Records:

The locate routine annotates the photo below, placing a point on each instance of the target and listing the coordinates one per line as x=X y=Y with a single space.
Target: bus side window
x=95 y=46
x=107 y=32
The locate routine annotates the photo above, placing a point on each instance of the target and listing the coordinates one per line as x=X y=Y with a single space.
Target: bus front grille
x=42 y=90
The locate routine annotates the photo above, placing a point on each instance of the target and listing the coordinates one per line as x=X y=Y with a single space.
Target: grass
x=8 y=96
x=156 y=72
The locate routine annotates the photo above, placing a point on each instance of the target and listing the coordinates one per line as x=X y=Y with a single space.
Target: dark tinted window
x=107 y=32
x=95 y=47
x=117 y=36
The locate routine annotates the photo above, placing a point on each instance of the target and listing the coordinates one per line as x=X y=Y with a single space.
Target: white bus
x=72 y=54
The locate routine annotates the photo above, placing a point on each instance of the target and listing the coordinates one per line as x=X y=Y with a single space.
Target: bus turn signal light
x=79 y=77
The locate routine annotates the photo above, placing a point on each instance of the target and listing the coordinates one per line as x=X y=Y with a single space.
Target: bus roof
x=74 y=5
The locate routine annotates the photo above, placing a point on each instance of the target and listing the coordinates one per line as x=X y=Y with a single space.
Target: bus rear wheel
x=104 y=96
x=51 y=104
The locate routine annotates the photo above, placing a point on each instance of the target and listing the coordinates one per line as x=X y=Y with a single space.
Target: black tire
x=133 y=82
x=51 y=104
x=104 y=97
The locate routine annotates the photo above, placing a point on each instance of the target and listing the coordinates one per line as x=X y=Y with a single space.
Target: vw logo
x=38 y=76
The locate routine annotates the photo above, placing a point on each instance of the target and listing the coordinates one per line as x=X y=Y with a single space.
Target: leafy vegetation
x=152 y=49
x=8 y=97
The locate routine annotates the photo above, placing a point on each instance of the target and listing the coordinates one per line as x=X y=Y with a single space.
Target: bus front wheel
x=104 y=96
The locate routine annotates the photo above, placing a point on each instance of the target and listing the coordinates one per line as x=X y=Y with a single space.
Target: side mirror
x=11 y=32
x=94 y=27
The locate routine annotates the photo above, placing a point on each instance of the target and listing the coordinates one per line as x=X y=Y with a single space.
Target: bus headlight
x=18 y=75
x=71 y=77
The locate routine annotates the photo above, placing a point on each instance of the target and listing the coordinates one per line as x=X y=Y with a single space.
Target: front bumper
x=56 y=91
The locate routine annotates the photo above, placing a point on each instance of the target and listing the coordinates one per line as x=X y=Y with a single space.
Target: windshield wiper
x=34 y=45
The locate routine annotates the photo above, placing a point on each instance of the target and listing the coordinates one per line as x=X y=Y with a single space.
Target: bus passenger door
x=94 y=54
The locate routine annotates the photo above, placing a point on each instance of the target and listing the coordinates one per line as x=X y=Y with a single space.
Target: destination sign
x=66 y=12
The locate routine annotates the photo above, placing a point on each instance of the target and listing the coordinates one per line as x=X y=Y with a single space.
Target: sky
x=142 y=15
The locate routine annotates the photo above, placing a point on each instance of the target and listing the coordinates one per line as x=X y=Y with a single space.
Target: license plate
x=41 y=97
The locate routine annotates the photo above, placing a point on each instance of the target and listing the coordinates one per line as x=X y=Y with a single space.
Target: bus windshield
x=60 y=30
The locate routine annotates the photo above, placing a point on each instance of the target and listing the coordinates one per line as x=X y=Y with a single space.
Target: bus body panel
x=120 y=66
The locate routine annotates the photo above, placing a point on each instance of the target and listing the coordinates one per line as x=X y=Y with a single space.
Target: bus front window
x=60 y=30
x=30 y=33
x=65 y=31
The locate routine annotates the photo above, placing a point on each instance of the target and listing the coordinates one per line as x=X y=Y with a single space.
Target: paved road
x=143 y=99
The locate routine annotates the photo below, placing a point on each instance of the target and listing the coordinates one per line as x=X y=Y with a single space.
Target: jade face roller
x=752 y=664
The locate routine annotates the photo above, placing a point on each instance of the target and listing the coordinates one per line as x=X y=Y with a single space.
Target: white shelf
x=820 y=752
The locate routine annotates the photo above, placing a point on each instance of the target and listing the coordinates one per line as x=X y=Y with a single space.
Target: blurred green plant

◆ Written instruction:
Count how many lines in the items above contain the string "wheel". Reply with that number alone.

◆ The output:
2